Exercise task> Reproduce word for word the lines of the records below, from the line containing "of the cove" through the end of the records, both included.
--- --- ---
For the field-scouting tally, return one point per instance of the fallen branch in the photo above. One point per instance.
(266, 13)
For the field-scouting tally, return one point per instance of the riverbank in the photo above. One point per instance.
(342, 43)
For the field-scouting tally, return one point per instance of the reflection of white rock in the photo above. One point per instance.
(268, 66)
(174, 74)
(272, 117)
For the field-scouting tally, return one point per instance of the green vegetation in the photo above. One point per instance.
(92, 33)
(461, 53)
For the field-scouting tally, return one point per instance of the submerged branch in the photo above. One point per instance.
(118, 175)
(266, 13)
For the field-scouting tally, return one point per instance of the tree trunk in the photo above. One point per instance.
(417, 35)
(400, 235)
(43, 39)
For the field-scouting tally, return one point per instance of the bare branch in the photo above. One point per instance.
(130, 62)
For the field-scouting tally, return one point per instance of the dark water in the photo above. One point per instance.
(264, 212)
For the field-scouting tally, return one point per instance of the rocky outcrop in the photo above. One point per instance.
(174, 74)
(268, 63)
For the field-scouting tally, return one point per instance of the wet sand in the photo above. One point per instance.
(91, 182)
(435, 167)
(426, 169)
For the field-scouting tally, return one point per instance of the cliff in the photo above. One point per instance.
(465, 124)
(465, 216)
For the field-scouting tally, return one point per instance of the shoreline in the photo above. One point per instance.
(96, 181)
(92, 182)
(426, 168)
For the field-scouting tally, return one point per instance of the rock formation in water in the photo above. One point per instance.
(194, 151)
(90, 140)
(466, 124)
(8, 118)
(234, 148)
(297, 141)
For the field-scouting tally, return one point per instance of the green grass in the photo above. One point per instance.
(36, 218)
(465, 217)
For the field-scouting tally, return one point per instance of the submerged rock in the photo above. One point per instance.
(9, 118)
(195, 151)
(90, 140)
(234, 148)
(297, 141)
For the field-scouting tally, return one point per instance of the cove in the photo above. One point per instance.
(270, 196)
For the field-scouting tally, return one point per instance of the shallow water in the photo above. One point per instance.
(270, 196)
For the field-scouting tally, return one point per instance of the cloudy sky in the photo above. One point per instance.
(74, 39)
--- --- ---
Complete answer>
For the field-scouting tally, return one point per instance of the cove in the photo above. One point per instance.
(270, 196)
For the field-scouting tally, return one point per instance of the shallow water in the photo above. One point per instance.
(270, 196)
For the field-scouting tally, return one point per instance of the cloudy sky in the photo above. One point per instance.
(74, 39)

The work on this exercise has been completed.